Indica cada línea de los datos de abajo en la que aparece la palabra "piling" y cópiala completa.

── MATERIAL DE ENTRADA

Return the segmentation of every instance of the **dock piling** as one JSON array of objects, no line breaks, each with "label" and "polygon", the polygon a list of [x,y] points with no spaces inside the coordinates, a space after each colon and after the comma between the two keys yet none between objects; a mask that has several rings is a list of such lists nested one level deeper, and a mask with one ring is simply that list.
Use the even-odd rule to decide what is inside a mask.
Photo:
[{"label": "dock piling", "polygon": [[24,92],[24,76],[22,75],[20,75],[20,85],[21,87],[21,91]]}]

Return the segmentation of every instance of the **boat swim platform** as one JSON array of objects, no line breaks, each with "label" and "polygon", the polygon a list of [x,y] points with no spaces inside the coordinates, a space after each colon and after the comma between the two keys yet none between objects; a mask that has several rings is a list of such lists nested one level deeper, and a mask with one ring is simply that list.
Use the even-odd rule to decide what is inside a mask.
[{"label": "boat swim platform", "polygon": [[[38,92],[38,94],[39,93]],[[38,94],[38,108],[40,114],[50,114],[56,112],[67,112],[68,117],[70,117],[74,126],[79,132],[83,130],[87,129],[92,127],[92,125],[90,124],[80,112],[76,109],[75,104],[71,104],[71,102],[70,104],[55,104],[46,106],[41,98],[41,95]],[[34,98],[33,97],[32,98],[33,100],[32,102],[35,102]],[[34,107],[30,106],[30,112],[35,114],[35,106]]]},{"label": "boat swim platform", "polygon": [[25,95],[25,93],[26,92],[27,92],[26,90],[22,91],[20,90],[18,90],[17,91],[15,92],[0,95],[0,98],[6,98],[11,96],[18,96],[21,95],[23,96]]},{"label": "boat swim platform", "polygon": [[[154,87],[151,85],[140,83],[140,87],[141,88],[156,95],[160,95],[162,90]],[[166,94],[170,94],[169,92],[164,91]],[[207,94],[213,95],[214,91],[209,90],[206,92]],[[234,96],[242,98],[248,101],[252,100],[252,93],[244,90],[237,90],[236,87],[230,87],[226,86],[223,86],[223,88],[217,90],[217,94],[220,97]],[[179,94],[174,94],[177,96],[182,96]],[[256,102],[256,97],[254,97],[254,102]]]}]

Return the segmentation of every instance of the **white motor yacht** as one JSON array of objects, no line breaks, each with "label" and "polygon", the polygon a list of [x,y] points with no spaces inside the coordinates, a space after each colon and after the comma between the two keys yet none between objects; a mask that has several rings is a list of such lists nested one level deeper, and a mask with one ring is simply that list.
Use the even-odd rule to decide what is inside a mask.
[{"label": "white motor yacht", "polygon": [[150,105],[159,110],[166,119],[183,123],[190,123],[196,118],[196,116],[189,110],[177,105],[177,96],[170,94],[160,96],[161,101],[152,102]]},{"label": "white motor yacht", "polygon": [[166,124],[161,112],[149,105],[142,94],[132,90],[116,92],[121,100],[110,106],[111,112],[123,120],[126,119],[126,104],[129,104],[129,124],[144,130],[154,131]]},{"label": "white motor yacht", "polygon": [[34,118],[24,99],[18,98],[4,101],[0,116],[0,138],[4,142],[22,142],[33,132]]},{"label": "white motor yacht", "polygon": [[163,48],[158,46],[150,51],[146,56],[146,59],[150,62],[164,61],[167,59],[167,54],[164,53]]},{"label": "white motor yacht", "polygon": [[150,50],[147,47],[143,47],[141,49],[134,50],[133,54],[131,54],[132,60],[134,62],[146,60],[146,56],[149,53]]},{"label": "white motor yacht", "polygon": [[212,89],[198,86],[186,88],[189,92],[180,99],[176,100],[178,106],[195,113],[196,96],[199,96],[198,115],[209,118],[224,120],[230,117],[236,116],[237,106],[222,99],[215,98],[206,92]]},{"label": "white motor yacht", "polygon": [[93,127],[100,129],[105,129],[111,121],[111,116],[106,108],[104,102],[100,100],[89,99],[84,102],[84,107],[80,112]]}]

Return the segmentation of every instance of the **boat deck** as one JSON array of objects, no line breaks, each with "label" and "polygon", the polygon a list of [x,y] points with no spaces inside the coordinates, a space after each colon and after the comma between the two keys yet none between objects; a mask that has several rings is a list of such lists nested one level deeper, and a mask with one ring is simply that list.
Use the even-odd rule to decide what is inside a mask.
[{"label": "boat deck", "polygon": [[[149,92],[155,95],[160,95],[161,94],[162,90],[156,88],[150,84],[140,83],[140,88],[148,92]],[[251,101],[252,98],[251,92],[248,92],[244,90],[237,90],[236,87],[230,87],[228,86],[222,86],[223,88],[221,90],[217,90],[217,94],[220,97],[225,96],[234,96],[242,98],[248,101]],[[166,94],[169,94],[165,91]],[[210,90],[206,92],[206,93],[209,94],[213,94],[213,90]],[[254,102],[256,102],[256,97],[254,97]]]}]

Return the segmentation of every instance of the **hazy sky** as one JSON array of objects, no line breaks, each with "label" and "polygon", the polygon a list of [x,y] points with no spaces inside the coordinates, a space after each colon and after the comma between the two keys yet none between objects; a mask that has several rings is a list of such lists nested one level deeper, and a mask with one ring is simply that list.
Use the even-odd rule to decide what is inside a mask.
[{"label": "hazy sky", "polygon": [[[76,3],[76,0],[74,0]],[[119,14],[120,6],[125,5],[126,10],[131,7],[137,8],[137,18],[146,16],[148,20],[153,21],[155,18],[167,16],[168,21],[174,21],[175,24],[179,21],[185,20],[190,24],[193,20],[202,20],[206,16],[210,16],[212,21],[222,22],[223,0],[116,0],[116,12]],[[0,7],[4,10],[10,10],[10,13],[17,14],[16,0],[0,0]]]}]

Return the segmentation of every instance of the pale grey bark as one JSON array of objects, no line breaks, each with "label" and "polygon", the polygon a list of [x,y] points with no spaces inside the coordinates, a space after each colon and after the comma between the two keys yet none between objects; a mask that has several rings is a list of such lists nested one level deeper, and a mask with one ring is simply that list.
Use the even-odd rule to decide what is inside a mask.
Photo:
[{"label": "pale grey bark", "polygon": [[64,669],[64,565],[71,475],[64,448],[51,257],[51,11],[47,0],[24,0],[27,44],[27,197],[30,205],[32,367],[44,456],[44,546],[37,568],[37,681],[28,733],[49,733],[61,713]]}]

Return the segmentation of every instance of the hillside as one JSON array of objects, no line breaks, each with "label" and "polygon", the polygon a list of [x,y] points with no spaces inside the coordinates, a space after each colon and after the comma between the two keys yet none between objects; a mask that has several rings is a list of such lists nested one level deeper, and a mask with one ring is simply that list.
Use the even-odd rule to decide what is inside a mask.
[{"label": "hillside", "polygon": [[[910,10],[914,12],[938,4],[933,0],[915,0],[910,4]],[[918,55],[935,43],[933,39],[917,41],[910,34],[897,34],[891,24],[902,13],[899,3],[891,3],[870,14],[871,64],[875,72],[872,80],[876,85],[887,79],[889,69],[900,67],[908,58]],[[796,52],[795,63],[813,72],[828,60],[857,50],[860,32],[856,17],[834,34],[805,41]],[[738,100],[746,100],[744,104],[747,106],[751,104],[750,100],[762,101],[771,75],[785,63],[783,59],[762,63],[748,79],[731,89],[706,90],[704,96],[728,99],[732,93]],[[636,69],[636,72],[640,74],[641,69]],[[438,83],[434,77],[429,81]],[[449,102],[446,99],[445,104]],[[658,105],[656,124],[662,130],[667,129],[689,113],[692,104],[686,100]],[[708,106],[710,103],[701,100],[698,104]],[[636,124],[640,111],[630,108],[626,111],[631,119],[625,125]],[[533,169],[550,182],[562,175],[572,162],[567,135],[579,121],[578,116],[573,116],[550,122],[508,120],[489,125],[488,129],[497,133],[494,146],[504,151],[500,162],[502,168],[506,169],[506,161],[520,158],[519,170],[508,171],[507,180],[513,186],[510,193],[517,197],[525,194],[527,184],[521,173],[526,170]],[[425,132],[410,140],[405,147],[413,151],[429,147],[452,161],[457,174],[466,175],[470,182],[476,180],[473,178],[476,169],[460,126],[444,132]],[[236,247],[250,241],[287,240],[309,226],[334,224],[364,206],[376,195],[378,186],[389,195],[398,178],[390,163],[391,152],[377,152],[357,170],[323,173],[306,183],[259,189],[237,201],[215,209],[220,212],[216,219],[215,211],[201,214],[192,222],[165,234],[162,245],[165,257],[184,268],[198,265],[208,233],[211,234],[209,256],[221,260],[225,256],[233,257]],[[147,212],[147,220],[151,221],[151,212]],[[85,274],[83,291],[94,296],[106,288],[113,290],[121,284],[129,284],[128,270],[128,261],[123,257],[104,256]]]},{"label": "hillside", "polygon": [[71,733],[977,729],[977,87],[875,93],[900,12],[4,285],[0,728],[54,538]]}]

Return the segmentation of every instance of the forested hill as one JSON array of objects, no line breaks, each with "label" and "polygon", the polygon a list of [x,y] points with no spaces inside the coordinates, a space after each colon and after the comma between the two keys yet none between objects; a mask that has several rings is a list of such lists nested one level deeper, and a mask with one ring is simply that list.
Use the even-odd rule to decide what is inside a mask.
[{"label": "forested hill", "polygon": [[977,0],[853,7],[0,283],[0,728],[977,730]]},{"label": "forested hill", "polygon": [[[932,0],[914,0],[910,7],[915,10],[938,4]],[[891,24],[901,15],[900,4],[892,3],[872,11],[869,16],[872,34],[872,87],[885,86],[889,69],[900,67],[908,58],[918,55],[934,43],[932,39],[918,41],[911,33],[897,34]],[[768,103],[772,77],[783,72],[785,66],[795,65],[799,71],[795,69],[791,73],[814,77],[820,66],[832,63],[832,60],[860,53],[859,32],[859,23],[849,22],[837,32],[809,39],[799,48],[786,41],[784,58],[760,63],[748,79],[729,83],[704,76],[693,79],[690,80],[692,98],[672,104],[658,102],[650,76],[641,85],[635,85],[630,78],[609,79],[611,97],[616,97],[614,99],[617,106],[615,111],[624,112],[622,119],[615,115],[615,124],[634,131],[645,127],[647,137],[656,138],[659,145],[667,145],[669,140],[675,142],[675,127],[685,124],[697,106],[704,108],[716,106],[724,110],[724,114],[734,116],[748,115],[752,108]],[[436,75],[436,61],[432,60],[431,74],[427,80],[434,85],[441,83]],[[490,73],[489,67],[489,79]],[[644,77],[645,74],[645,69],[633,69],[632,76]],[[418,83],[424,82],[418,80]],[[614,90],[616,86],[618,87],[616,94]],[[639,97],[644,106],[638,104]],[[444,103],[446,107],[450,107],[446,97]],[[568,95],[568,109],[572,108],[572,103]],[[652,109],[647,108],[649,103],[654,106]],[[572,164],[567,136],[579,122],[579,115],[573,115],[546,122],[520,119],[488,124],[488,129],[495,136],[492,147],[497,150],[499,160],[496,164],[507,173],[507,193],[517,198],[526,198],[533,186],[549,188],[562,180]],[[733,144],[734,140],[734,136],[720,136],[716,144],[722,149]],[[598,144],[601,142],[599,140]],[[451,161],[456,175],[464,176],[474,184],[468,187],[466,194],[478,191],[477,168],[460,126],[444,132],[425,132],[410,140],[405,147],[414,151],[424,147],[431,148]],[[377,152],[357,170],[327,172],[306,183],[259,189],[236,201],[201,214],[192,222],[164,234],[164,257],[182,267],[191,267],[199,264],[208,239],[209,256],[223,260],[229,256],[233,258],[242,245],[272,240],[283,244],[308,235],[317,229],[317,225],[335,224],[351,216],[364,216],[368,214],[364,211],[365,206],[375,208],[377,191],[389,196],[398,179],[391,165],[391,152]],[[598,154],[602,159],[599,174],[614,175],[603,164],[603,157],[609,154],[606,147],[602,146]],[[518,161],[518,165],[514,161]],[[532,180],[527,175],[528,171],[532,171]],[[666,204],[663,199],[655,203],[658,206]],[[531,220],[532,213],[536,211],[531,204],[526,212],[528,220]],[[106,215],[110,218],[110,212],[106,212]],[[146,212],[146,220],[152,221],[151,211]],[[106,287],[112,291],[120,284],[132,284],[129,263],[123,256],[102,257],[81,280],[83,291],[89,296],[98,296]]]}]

────

• RESPUESTA:
Return the segmentation of every instance of the **dock piling** as one JSON array of objects, no line breaks, each with "label" and "polygon", the polygon a list of [x,y] points with no spaces inside the coordinates, a space after each colon and after the comma between the two keys yet none between objects; a mask that has several rings is a list of such lists nested one level deeper, and a mask with one ring is simply that list.
[{"label": "dock piling", "polygon": [[24,92],[24,76],[22,75],[20,75],[20,85],[21,87],[21,91]]}]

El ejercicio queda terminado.